* [Provided entries]:
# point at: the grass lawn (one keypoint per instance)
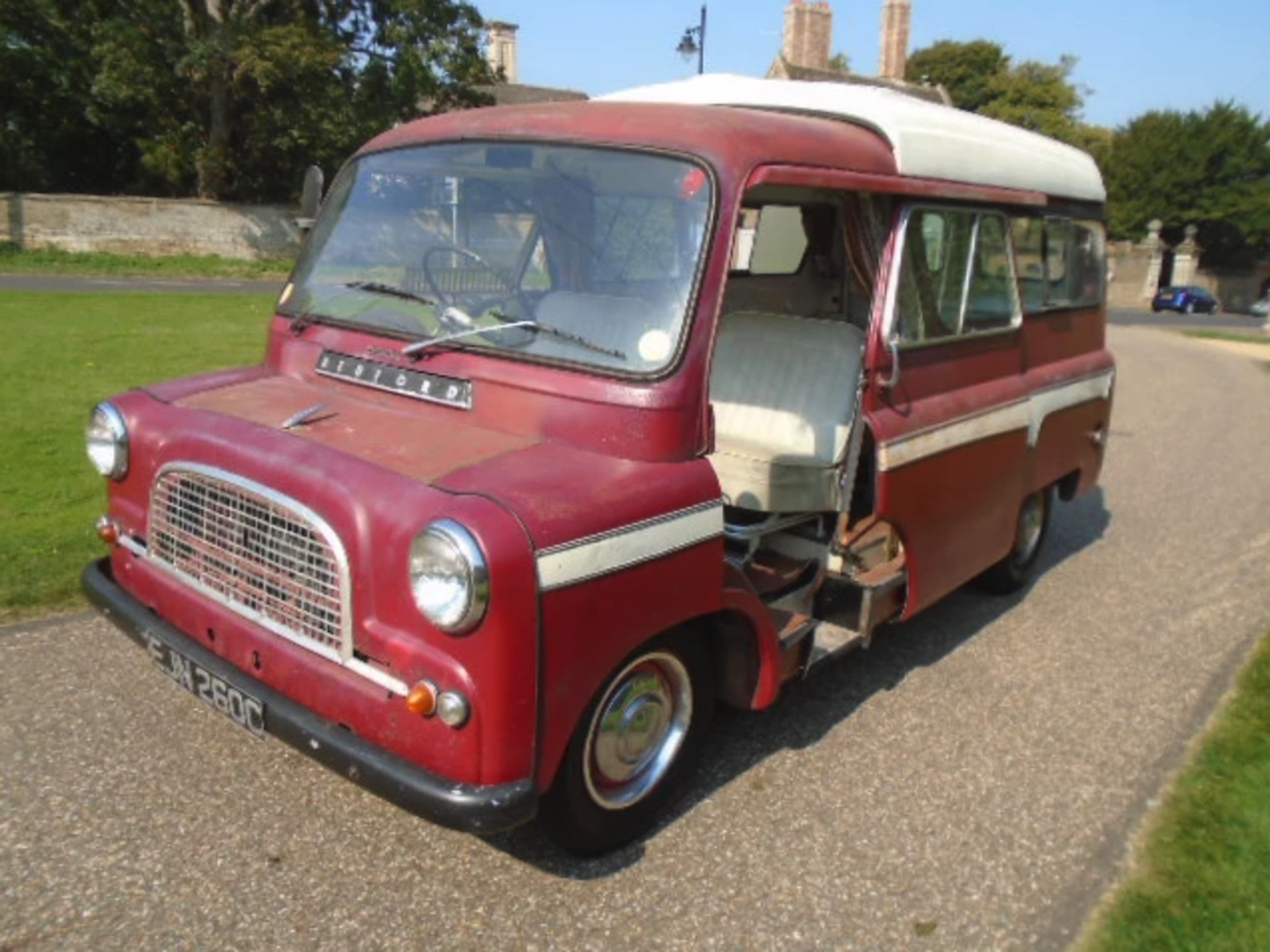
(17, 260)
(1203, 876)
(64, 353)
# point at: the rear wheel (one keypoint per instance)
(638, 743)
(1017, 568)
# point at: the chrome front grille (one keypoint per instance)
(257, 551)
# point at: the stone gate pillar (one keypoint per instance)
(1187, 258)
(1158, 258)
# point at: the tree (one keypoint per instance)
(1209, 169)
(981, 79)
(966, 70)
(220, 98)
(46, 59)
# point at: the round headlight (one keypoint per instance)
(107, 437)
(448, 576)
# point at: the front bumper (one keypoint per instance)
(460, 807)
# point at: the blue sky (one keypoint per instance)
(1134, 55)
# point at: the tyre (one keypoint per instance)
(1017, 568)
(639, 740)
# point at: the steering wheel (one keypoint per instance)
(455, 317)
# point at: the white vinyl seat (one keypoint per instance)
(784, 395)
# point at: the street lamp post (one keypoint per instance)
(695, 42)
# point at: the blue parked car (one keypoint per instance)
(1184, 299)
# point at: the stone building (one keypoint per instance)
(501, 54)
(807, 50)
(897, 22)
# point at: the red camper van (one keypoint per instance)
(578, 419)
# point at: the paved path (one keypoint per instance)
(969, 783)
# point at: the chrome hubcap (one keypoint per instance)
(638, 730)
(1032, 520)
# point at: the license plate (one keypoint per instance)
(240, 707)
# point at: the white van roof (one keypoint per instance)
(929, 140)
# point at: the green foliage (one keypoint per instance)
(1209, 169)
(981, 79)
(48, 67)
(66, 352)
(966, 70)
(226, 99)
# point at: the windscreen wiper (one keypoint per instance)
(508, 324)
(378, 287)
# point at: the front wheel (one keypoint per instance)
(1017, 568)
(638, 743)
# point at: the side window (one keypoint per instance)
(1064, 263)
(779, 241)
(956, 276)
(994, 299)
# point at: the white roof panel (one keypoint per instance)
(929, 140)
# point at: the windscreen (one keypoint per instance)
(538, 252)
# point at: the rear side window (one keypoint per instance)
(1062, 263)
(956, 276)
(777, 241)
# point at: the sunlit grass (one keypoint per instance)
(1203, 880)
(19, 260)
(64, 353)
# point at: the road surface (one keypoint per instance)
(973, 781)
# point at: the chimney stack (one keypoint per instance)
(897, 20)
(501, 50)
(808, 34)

* [Problem to solve]:
Switch "windscreen" to "windshield" everywhere it occurs in the records above, and write all of the records out again with nothing else changed. Leave the pictures out of your answer.

* [The answer]:
# point at: the grass lawn (one keypoint per instance)
(17, 260)
(1203, 876)
(64, 353)
# point at: the rear wheel (one keypoint per instance)
(638, 743)
(1017, 568)
# point at: the chrome front grille (one keypoint per instance)
(257, 551)
# point at: the stone gate pillar (one keypoint per instance)
(1187, 258)
(1158, 258)
# point at: the tree (one keypoint per instance)
(1209, 169)
(981, 79)
(966, 70)
(220, 98)
(46, 59)
# point at: the round headlight (one keypoint per instance)
(107, 437)
(448, 576)
# point at: the front bumper (one keypoint per instance)
(460, 807)
# point at: the blue sky (one keypoint per instance)
(1134, 55)
# point at: the tyre (one keypoint per instance)
(1017, 568)
(639, 740)
# point at: the steering wheel (one keypoint per instance)
(455, 317)
# point at: the white vinyl seat (one keypoint per instance)
(784, 395)
# point at: the street lamp post (one keypoint per instance)
(695, 42)
# point at: the blue parked car (one keypoint per instance)
(1184, 299)
# point at: the stone building (one keypoint per instance)
(501, 54)
(807, 50)
(897, 22)
# point at: the red camper van (one keypoint per instance)
(578, 419)
# point at: the paved path (one keypoint per instance)
(969, 783)
# point at: the chrome hubcap (one keypoint per instance)
(638, 730)
(1032, 520)
# point at: the license plate (one keypoint per instance)
(240, 707)
# point at: the white van roof (one keypoint per instance)
(929, 140)
# point at: the green foliage (one keypoint per instance)
(1209, 169)
(981, 79)
(48, 67)
(66, 352)
(966, 70)
(226, 99)
# point at: the windshield wiper (one keypoint per instance)
(508, 324)
(378, 287)
# point at: the front wheel (one keypoint per instance)
(1017, 568)
(638, 743)
# point at: the side window (one keypoint per instance)
(1064, 263)
(779, 241)
(956, 276)
(994, 299)
# point at: the white roof panel (one keypoint per instance)
(929, 140)
# point at: the windshield (one keypoint per instance)
(538, 252)
# point at: the rear side window (one keypoint per instance)
(1062, 263)
(956, 276)
(777, 241)
# point at: the sunlit grass (one keypoint per instance)
(1203, 880)
(19, 260)
(64, 353)
# point at: the road surface (one keypoint per instance)
(973, 781)
# point at: the chimney stack (one keypoint per instance)
(897, 20)
(501, 50)
(808, 34)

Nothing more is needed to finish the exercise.